TASKS TO PERFORM:
1) In the Cillian Murphy film ranking, who directed Red Eye?
2) Extend the Cillian Murphy film ranking from the point where it stops.

PROVIDED TEXT:
Sunshine Cillian Murphy
Fox Searchlight

6. Sunshine (2007)

Danny Boyle’s ode to the sci-fi classics that came before manifests as this deep space disaster starring everyone from Michelle Yeoh to Chris Evans and Rose Byrne. Along with Murphy, they play an international group of astronauts on a mission to save a dying star before the Earth freezes over. Unlike the rest of his team, Murphy’s uber-cerebral outsider is in on the secret — there’s no way home for anyone on this ship. It’s a more subdued turn from Murphy — though Boyle makes heavy use of how those endless arctic depths look against the sterile, sparse backdrop of a clunky spaceship.

Red-Eye
DreamWorks

5. Red Eye (2005)

Just 20 minutes into Wes Craven’s high-flying thriller you’ll come to realize you’re watching the wrong movie. What begins as a rom-com, complete with a meet-cute that feels designed by fate, quickly morphs into an agonizing hostage situation in which Murphy terrorizes poor Rachel McAdams within an inch of her sanity. Equal parts charm and menace, Murphy’s Jackson Rippner (subtle this film is not) has murderous designs that hinge on the help of McAdams’ hotel manager, Lisa. The two try to outsmart each other at every turn in a heart-pumping cat-and-mouse game filled with just enough chemistry to cause you to question whether you can have Stockholm Syndrome for a fictional character.

Cillian Murphy Wind That Shakes The Barley
Pathe

4. The Wind That Shakes The Barley (2006)

SUPPLIED RECORDS:
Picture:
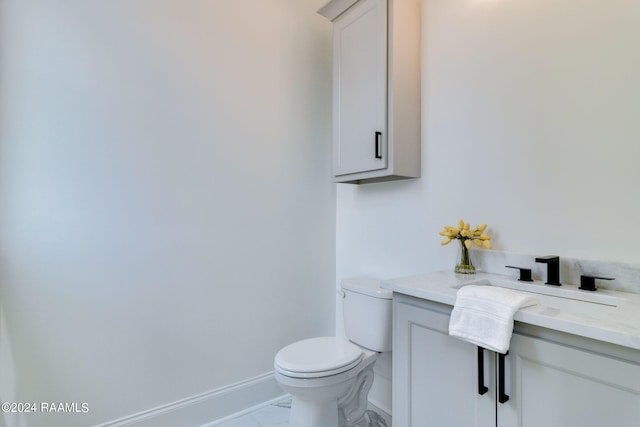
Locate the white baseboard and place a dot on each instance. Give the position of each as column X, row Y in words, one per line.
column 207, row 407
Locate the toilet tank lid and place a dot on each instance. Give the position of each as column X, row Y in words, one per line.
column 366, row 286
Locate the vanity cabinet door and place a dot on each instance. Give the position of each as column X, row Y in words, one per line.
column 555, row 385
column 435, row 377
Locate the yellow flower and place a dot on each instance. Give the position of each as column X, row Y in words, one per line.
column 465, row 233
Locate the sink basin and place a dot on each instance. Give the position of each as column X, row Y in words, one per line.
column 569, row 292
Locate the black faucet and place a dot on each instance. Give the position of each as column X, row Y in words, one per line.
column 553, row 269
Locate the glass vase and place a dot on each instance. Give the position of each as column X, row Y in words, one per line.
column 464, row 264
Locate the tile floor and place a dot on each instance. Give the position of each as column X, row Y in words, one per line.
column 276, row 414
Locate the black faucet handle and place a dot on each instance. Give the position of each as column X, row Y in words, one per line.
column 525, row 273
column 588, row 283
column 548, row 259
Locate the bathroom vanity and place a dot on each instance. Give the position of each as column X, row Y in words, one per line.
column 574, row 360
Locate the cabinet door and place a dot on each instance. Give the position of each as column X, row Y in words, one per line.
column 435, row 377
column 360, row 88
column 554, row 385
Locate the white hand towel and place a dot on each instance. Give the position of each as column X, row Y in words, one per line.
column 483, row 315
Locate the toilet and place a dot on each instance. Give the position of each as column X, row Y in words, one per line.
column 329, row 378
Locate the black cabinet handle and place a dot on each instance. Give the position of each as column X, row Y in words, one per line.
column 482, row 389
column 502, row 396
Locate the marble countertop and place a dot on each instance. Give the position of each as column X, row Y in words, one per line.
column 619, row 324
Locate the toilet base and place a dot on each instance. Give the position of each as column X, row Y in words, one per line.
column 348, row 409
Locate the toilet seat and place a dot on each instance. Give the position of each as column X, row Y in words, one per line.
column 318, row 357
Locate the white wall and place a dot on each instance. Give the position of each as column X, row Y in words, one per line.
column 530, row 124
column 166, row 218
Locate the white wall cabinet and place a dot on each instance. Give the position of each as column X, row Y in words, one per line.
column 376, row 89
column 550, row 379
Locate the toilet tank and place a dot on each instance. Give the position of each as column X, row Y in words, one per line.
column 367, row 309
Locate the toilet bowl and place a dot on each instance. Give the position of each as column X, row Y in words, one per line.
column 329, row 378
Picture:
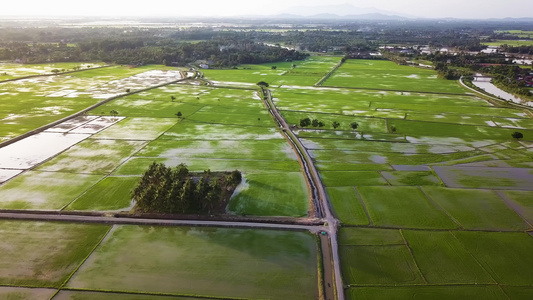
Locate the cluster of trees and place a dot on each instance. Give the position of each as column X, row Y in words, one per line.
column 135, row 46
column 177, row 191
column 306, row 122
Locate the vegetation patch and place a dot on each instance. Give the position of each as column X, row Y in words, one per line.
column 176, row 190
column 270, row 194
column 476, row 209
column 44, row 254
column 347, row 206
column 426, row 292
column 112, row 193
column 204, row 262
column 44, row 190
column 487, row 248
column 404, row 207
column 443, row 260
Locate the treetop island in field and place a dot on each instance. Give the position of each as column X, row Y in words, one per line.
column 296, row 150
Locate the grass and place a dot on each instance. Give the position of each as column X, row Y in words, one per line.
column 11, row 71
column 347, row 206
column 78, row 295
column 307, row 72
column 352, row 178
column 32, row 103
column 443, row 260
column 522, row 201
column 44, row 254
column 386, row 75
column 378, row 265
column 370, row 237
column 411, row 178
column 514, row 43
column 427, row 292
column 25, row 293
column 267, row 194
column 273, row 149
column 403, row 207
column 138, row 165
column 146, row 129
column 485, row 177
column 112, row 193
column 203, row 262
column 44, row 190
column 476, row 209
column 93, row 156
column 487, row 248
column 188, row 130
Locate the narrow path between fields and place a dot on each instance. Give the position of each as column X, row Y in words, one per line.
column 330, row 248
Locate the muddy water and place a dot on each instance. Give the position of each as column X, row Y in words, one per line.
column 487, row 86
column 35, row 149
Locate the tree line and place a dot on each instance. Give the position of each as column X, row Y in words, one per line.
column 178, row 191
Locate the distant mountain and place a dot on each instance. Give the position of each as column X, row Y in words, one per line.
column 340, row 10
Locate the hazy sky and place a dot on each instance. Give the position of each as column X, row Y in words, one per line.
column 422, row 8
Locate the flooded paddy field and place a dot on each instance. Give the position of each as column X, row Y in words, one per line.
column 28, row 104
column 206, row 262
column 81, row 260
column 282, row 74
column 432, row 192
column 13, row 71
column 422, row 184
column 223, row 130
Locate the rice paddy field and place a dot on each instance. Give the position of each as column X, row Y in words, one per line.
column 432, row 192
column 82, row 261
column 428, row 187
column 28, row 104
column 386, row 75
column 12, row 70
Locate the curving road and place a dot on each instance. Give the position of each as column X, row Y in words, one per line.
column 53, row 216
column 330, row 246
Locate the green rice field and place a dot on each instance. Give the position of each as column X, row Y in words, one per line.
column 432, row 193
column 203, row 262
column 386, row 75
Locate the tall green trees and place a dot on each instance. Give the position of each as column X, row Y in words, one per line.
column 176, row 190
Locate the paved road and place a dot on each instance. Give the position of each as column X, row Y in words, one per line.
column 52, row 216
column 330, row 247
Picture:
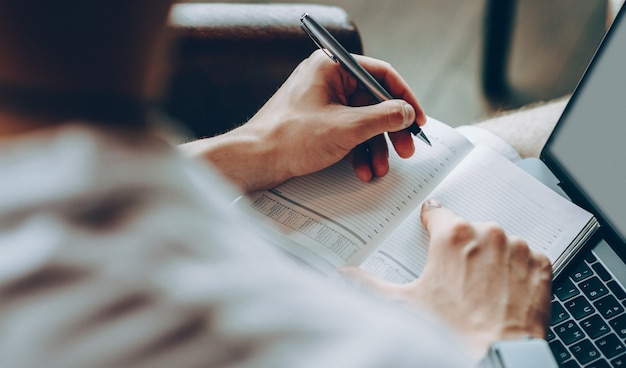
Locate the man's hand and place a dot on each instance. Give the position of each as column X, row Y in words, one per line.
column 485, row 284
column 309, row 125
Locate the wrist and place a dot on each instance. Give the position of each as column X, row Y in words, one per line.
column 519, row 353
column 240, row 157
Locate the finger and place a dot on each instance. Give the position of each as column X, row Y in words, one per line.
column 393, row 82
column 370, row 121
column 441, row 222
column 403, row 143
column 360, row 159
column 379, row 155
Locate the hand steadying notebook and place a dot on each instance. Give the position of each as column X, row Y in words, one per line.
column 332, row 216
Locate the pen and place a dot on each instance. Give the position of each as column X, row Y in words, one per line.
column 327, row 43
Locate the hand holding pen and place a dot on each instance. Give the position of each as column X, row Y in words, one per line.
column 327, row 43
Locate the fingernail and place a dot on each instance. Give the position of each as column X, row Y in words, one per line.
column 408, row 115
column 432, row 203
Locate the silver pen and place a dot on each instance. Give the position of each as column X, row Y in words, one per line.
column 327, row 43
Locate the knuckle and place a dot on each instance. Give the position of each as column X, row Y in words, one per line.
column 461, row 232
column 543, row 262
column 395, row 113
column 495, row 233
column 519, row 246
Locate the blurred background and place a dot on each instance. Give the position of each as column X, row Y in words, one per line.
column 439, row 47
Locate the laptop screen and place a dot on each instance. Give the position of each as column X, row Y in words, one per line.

SOLVED PROBLEMS:
1) Wes Craven

2)
A heartbreaking war drama centered on two brothers fighting for their country, albeit in different ways, this Ken Loach-directed period piece sports an emotionally charged performance from Murphy. As Damien, a promising young doctor eager to escape the troubles in Ireland, Murphy begins the film as a passive observer, then reluctant participant in these homegrown atrocities done in the name of freedom. Soon though, as friends dies and his brother is tortured, he’s radicalized to the call — even as it costs him everything. Murphy delivers a full-spectrum transformation here, playing Damien as a sympathetic, stubborn convert who you can’t help but root for.

28-days-later-1-1.jpg
DNA Films

3. 28 Days Later (2002)

Murphy makes one hell of a first impression in Danny Boyle’s horror franchise starter, which marks the first time a mainstream audience witnessed his talent on the big screen. As Jim, a bicycle courier who wakes up from a coma to a deserted, ravaged London infected by a virus that turns humans into mindless rage machines, Murphy is our entry point. It’s a tough job — to be both main character and plot-dumping lens — but he pulls it off, morphing from a terror-stricken young man to a by-any-means-necessary survivor with blood on his hands.

3039494-poster-p-2-weird-name-stellar-production-why-peaky-blinders-is-the-years-most-immersive-crime-seri.jpeg
Netflix

2. Peaky Blinders (2013)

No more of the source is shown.